• _Rows_:
──────────
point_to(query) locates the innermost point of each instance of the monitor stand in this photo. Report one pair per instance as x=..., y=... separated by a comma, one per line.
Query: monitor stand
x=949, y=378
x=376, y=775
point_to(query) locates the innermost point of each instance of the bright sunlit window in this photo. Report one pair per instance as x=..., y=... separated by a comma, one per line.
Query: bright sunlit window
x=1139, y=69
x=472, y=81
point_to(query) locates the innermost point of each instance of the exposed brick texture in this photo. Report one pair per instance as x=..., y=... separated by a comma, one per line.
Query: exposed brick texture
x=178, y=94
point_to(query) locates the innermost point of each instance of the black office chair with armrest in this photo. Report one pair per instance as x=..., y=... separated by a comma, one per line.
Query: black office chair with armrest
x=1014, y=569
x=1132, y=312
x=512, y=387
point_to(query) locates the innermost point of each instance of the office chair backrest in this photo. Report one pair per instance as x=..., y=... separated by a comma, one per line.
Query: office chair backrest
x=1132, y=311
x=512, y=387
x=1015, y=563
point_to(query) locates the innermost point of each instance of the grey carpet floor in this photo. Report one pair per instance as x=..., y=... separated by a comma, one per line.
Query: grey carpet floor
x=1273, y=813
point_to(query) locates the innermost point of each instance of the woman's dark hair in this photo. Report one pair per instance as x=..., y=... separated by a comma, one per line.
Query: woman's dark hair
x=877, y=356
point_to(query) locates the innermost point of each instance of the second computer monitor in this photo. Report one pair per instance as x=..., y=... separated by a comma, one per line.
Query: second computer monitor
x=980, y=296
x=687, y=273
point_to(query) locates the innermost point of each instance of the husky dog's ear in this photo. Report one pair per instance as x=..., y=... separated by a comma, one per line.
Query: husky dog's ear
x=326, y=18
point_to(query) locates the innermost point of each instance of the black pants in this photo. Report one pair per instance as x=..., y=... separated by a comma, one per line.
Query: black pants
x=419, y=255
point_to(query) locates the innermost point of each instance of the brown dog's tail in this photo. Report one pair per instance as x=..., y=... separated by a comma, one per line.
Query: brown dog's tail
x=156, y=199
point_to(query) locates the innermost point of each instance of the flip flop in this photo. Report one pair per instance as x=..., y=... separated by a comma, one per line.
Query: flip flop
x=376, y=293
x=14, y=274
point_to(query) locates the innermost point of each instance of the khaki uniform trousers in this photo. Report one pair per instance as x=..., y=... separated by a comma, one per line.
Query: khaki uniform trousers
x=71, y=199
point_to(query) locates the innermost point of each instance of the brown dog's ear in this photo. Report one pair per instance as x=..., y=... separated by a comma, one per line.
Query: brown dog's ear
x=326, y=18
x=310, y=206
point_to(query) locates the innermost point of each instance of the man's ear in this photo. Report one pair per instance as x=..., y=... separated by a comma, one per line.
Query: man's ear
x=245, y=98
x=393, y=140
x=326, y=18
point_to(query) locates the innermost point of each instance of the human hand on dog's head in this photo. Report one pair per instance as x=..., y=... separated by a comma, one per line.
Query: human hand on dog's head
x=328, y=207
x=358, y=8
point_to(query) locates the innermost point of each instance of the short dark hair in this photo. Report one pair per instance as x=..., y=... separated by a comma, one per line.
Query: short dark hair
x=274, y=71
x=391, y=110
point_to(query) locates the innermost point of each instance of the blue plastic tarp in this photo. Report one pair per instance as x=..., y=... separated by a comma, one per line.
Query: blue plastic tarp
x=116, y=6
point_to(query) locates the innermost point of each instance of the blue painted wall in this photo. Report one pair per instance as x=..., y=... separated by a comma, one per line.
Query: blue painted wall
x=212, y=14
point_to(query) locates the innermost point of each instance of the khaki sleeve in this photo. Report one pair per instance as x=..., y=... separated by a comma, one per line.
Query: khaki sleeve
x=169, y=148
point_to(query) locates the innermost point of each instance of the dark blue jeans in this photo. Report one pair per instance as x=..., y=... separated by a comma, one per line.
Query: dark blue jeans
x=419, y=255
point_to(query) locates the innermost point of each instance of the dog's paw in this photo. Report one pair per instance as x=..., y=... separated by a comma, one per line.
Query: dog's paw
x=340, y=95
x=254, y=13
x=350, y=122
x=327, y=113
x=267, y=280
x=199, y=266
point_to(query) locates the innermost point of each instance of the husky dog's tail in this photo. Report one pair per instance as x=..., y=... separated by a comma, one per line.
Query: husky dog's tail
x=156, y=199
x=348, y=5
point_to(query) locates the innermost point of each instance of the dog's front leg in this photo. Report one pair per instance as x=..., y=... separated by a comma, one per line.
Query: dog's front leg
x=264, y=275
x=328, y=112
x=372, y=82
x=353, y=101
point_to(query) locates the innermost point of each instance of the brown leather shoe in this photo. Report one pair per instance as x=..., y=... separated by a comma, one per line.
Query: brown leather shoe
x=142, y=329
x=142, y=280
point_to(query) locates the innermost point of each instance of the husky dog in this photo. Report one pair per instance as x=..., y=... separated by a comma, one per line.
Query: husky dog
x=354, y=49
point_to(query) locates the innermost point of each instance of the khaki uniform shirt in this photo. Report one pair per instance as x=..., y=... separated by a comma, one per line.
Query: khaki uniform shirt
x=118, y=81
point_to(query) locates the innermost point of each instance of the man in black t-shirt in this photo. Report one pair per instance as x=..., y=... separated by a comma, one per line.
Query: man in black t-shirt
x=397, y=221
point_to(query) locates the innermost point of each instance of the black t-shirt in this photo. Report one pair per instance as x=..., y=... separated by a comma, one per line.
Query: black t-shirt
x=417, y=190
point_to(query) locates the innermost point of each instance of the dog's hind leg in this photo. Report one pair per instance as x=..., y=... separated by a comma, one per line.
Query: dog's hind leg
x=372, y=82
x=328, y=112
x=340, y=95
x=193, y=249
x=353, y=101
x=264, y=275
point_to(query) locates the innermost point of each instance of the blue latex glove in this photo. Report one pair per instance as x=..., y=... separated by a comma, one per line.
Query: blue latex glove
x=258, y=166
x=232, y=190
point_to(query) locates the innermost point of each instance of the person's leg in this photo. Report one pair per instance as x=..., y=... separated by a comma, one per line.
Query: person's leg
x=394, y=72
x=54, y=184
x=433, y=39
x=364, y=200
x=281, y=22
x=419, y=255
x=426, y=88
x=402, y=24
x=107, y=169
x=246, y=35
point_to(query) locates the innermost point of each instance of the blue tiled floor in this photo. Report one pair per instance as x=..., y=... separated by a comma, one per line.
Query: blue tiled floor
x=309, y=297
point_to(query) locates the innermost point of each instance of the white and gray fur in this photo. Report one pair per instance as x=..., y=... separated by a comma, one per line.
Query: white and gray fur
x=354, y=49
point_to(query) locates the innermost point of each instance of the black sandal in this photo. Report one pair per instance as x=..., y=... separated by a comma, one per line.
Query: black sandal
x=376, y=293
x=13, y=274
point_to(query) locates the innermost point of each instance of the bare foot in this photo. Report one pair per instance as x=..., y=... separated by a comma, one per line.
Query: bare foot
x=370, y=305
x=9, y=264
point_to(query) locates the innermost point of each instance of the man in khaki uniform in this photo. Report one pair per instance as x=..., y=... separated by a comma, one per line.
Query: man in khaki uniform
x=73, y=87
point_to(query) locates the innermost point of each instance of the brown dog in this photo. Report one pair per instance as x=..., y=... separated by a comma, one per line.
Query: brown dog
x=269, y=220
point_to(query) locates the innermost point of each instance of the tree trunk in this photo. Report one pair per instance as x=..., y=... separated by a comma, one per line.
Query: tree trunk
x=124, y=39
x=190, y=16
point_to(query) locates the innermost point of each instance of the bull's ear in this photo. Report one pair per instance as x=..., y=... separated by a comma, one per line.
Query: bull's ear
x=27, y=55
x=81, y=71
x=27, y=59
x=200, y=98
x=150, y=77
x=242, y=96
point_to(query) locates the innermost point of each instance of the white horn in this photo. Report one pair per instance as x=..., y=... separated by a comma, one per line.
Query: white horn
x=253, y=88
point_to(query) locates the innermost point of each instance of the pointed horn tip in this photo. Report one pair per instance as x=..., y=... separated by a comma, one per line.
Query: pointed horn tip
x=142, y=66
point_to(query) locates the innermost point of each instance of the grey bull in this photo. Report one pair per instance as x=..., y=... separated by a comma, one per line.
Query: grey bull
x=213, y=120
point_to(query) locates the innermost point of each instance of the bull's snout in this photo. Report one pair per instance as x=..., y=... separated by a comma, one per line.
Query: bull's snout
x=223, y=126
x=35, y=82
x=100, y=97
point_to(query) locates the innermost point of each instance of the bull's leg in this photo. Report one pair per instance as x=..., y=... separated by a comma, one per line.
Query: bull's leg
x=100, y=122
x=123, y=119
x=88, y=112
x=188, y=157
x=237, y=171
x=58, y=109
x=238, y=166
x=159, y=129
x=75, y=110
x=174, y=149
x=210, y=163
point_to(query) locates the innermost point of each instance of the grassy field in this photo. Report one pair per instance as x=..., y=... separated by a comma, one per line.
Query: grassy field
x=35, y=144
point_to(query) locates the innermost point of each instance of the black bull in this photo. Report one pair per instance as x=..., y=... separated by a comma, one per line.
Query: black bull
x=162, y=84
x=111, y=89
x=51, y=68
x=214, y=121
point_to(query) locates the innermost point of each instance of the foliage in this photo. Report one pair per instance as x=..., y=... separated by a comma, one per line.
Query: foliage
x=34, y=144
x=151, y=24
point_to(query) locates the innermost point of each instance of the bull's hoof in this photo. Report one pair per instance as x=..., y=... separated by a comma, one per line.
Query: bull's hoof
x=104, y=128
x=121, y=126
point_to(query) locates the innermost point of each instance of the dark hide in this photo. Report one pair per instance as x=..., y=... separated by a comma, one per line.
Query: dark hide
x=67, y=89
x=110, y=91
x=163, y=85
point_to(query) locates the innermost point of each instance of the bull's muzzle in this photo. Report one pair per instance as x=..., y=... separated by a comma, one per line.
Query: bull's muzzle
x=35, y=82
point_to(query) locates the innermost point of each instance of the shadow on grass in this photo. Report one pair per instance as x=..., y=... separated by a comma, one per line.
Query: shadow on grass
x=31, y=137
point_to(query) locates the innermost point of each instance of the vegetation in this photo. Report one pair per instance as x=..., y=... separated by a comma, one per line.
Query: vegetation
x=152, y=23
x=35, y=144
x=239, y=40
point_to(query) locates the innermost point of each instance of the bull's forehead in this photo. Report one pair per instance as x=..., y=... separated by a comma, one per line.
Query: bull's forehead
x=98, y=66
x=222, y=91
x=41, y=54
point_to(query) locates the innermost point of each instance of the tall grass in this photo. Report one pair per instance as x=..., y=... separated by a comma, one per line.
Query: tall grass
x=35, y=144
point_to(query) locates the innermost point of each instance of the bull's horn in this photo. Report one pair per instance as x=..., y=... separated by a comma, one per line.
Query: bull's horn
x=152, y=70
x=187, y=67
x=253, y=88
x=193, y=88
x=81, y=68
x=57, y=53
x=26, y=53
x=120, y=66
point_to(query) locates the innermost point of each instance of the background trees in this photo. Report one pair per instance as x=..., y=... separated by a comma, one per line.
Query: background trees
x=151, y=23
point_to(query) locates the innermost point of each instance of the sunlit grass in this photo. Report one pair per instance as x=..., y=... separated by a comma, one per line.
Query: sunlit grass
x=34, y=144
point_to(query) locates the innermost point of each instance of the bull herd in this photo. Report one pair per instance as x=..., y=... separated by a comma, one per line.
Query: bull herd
──────────
• _Short exercise_:
Please reproduce the data lines exactly, only the stretch from the line containing "brown dog in" through the line containing "x=190, y=16", both included.

• _The output_:
point_to(query) locates the innermost point of each instance of the brown dog in this photo. Report one pair per instance as x=..., y=... separated by a comma, one per line.
Query: brown dog
x=269, y=220
point_to(query) locates the innermost point of each instance of the tree trunk in this photo. Report one pair per instance as x=..., y=... separated by a comma, one per line.
Query: tree trunk
x=124, y=39
x=190, y=16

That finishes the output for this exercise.